**Assignment**
What lines of the listing include the string "sauce"? Show them all.

**Data excerpts**
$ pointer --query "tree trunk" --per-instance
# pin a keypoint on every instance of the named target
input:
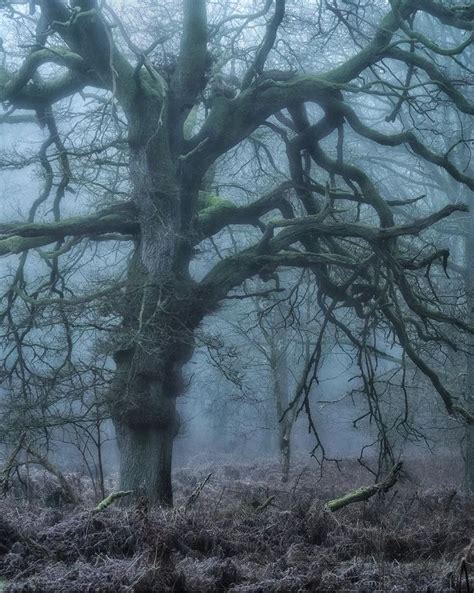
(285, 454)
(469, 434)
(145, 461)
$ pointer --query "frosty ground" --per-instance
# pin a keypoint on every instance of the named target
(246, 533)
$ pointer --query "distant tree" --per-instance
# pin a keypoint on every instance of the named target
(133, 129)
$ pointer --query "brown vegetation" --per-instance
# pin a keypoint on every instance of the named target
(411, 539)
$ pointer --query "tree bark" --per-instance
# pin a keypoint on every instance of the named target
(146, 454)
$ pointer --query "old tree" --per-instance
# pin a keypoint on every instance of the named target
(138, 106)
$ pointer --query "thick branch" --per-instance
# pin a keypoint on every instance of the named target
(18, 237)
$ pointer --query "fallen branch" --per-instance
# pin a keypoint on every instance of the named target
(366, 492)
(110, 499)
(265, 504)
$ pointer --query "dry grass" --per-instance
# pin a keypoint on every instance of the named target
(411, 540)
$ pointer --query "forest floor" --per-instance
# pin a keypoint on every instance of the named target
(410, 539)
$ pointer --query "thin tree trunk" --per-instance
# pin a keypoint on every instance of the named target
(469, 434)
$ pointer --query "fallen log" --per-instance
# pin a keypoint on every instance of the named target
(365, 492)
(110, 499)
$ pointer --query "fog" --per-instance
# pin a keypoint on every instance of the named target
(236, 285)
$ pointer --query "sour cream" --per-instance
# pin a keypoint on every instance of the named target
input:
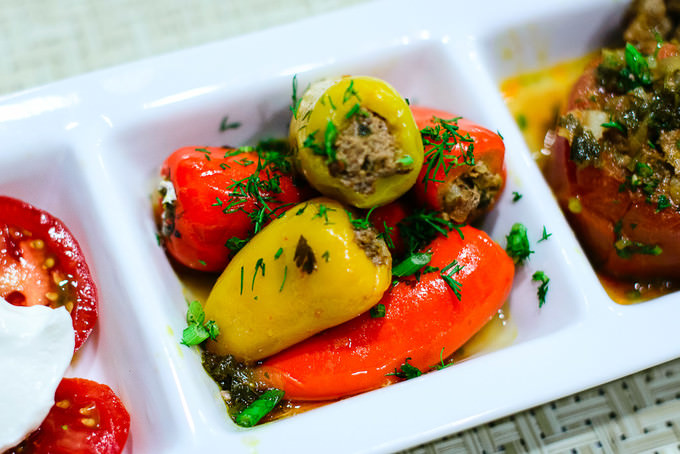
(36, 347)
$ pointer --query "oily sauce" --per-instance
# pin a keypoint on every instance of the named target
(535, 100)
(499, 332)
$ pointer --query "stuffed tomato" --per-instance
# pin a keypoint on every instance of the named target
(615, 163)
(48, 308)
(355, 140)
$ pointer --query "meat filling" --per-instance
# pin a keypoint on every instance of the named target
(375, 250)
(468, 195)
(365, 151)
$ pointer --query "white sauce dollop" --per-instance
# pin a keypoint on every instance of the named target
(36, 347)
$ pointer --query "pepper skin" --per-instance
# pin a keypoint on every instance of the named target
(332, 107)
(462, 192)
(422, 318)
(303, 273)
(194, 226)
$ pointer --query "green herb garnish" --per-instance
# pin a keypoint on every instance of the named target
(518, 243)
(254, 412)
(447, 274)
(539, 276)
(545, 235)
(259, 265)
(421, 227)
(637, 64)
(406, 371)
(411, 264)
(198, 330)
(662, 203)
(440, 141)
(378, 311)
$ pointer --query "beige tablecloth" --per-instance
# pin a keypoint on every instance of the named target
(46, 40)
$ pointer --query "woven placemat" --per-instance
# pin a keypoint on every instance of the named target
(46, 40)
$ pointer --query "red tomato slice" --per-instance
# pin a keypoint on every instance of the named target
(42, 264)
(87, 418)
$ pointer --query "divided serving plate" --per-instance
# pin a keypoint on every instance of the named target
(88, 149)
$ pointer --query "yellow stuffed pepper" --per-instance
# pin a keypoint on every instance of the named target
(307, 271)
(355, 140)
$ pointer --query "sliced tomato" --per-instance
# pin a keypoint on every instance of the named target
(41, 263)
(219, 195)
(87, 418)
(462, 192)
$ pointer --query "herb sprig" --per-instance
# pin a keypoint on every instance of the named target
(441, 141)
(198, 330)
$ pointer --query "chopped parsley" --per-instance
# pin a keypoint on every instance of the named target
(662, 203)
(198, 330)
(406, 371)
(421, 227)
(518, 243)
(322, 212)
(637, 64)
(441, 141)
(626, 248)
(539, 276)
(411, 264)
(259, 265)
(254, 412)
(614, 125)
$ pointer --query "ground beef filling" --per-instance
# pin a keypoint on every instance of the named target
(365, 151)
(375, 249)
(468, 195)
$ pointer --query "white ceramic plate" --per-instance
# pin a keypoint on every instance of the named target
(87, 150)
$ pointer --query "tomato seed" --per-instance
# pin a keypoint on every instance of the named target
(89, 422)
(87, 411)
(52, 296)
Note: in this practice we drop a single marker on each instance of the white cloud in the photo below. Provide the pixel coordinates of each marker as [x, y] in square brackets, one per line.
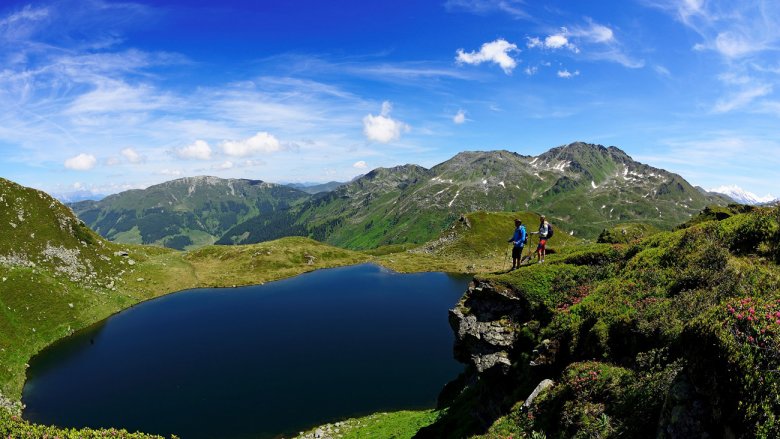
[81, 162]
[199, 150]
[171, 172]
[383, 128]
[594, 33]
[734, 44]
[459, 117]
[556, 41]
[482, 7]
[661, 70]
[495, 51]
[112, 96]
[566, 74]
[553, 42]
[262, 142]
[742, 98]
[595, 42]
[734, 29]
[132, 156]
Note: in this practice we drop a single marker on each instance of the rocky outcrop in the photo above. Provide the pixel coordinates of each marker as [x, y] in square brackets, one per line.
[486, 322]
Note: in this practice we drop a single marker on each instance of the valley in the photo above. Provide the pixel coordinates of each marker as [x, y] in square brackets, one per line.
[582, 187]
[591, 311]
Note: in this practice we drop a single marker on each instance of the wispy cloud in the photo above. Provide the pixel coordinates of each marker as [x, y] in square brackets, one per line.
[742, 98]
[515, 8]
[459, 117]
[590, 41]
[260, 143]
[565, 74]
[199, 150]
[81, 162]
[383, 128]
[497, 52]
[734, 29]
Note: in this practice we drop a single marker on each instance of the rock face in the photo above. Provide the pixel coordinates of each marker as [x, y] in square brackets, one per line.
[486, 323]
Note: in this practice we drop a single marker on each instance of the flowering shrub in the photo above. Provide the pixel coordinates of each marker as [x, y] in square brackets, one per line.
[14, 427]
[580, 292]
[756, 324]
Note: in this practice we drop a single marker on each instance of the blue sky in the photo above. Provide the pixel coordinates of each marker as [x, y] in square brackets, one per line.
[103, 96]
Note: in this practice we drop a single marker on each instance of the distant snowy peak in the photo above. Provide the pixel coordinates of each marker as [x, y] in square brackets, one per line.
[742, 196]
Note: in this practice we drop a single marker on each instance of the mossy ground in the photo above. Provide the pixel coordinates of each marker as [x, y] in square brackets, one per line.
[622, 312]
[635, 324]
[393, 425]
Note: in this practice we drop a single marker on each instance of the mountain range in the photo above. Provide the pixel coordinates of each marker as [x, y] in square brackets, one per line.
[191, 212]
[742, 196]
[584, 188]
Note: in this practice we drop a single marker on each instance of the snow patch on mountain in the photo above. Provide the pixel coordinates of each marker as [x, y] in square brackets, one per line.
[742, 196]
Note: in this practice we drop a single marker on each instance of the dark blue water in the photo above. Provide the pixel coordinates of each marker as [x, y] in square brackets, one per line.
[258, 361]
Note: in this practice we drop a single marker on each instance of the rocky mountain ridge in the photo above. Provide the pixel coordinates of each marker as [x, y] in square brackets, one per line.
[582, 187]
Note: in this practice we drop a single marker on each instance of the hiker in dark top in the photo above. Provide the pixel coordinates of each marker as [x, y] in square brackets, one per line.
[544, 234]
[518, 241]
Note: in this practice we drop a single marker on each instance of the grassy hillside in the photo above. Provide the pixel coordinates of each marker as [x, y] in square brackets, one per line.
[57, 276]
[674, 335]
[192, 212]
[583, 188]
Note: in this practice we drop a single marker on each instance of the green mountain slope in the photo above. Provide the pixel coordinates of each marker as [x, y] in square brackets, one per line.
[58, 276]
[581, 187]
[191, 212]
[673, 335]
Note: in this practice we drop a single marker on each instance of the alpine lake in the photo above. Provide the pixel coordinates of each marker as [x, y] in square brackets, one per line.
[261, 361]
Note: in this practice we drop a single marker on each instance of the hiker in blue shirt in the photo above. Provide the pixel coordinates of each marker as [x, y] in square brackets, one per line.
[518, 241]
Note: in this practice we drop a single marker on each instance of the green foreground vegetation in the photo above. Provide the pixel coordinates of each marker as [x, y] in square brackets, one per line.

**Task solution**
$ pointer --query "oily sauce" --per-instance
$ pointer --query "white sauce dollop" --per-instance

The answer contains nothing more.